**** Source ****

The chard recipe calls for both the stems and leaves of the chard, which somehow makes me feel virtuous, like I am not wasting a bit of this delectable vegetable.  Redolent with garlic, the fruity sweetness of the currants and the tangy saltiness of a fine goat feta that I used, this was a remarkable side dish to go along with my salmon.  Go here for the chard recipe.

 

All in all, this meal was a winner.  I rounded it out with hot chewy short grain brown rice.  It was the kind of meal that feels decadent but really is virtuous and when you know you are taking care of yourself while pampering yourself, it is fine indeed.

Lean, Mean Tuna Salad Sammie

Attendance on this blog is dropping off precipitously.  Is it I? Do you not love me anymore?  Is it the fact that I have been posting new blog entries slower than a snail can cross the road?  Is it the fact that nobody is eating anything good around here and people are getting crabby?!  Can it be that someone posts a lovely peach cobbler weeks ago and then tells you that you can eat five pounds of fresh peaches for one puny slice?????

 

Anyway.  The weight loss program is working and it is working well so any of you that are still hanging in here with me, thank you.  Hopefully I will be sleek and sexy again in no time and then the lessons I have learned on this program will be ingrained and I will stay healthy for life.

**** Supplied material ****

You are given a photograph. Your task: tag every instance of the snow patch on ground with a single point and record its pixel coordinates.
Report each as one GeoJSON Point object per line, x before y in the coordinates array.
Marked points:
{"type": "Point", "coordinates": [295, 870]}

****

**Task instructions:**
From the blog post above, list the ingredients that the writer says give the chard side dish its flavor.

**Answer to this problem:**
- Garlic
- Currants
- Goat feta